> [Description of the task]: Pull every line from the data below that contains the string "post", and copy each one unchanged. Case matters when matching.

** START **

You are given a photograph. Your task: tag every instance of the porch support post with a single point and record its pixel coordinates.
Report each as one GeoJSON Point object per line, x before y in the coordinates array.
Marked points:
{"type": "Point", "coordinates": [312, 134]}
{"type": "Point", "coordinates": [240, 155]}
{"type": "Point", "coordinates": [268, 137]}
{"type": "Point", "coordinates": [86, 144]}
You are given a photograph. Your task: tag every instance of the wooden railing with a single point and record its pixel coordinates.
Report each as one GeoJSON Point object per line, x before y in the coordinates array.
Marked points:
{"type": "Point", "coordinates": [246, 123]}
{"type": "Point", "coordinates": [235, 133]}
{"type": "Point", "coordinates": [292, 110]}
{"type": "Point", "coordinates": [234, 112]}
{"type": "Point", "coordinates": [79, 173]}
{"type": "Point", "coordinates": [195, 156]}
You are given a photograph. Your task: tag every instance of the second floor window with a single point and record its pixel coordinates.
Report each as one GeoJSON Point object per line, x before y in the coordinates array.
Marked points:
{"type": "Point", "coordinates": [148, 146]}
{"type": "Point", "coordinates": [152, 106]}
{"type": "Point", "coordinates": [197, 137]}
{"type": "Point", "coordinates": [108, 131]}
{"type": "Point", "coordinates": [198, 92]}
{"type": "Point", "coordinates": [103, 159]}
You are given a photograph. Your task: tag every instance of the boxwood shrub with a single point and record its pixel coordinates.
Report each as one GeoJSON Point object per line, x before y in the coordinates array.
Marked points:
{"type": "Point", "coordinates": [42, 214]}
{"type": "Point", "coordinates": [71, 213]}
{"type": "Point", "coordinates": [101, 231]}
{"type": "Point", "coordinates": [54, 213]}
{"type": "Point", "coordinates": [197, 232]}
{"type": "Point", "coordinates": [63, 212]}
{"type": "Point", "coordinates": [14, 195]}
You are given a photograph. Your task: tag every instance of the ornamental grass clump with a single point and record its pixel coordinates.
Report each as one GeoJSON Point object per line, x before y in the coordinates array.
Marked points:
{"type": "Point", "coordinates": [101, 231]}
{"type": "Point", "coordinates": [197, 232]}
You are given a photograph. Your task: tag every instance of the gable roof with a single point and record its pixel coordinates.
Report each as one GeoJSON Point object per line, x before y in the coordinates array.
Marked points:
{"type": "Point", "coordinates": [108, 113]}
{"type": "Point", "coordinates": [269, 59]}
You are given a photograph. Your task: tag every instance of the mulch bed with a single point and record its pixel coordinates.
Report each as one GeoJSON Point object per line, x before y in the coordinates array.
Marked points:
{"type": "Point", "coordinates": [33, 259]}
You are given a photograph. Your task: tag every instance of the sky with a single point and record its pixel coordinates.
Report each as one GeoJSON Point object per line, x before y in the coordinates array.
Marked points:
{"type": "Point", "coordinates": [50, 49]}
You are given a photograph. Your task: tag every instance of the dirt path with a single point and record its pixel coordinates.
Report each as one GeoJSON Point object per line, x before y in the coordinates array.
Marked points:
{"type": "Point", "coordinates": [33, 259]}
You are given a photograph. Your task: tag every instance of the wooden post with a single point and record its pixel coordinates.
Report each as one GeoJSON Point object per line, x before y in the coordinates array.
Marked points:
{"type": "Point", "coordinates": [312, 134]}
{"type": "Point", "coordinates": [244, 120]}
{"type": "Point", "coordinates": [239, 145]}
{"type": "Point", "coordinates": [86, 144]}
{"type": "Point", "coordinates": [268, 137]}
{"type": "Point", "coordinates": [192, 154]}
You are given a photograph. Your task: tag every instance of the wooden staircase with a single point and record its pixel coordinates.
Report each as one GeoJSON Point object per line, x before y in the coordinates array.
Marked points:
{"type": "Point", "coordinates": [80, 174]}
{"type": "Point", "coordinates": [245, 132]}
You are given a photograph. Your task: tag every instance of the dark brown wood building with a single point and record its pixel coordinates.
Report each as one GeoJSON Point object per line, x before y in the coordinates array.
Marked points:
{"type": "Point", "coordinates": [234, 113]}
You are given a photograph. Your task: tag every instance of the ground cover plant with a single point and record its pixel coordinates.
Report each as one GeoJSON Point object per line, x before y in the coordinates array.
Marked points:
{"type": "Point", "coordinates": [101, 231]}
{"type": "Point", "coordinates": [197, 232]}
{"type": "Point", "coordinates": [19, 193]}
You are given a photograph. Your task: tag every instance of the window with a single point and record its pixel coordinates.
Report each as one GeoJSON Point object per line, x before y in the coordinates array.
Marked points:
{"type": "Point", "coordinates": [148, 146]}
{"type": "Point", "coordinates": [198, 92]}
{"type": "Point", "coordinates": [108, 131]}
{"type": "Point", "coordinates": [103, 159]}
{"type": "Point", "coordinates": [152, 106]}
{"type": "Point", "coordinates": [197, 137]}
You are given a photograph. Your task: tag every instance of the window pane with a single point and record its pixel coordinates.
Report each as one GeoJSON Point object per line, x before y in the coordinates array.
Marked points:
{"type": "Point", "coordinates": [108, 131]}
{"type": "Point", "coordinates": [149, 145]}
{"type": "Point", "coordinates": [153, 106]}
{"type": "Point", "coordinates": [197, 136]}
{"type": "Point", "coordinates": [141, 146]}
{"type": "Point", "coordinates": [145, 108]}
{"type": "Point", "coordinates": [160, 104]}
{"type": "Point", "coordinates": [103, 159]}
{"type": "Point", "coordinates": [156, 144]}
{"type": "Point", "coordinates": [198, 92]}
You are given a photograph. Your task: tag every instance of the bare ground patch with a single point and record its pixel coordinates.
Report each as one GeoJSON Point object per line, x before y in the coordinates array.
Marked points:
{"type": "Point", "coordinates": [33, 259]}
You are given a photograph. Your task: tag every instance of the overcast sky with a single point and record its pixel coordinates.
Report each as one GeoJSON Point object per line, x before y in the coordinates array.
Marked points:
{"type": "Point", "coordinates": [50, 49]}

** END **
** START **

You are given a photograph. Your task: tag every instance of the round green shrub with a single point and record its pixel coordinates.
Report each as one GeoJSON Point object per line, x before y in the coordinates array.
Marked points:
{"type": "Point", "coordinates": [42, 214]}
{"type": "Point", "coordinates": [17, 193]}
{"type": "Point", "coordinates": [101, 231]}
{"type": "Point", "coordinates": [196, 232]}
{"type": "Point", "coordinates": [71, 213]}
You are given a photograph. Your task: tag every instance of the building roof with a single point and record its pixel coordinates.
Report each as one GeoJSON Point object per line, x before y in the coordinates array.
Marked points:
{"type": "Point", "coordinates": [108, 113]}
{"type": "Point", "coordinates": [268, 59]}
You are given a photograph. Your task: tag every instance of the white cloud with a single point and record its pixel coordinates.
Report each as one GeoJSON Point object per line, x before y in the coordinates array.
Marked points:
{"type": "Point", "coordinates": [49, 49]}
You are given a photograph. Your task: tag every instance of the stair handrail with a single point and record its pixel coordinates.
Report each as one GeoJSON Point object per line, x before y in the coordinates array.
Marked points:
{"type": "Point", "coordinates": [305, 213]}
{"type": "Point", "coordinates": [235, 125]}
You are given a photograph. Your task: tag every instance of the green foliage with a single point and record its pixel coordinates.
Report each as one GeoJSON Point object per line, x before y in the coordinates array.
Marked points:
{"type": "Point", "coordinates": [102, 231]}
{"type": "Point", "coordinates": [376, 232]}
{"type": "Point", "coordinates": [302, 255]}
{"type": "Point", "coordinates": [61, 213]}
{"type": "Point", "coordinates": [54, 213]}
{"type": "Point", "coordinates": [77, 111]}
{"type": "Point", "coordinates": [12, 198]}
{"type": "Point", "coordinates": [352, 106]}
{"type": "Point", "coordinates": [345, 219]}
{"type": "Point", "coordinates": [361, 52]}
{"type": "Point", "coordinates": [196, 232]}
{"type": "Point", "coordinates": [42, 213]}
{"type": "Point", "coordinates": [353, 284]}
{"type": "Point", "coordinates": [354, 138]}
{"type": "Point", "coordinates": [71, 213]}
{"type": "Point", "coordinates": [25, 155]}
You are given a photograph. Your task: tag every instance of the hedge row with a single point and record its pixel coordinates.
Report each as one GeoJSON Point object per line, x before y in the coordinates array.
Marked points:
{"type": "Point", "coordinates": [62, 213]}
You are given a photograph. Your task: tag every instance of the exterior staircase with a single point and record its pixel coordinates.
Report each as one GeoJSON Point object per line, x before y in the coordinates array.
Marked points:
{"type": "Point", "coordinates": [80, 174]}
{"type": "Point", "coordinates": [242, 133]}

** END **

> [Answer for the task]:
You are given a photograph. Your task: tag every instance of the porch support post with a single point and record its pixel coordinates.
You are given a photograph. Your task: tag every instance of the wooden post with a single point and record its pixel coordinates.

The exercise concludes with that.